*AIM:* Transcribe each of the items below word for word, and leave the pictures out of your transcription.

— start of MATERIAL FOR THIS TASK —

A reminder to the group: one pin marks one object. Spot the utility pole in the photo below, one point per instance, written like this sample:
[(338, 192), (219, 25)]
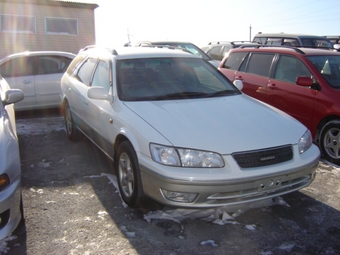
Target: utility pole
[(128, 34)]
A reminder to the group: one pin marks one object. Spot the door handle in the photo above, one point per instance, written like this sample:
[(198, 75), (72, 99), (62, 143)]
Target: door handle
[(272, 86), (27, 82)]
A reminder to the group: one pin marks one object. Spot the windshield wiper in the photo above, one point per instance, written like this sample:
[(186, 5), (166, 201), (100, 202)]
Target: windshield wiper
[(223, 92)]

— end of MATERIAL FOR THIS TASK —

*RESULT FOR THIS TASK:*
A reminder to the group: one pin marks one object. Spot the utility pole in the photo below, one point per instance, written like this sample:
[(338, 192), (219, 25)]
Target: utility pole
[(128, 34)]
A reminder to the group: one pin marks one object. Spot the door handle in the photo above, one point per instance, written like this sample:
[(198, 75), (72, 99), (62, 143)]
Target: door handle
[(272, 86), (27, 82)]
A reminder to the group: one pin marks one object. Spot the windshield wiper in the photo above, one point per instance, written like this sample:
[(186, 5), (166, 201), (100, 202)]
Target: windshield wiper
[(223, 92)]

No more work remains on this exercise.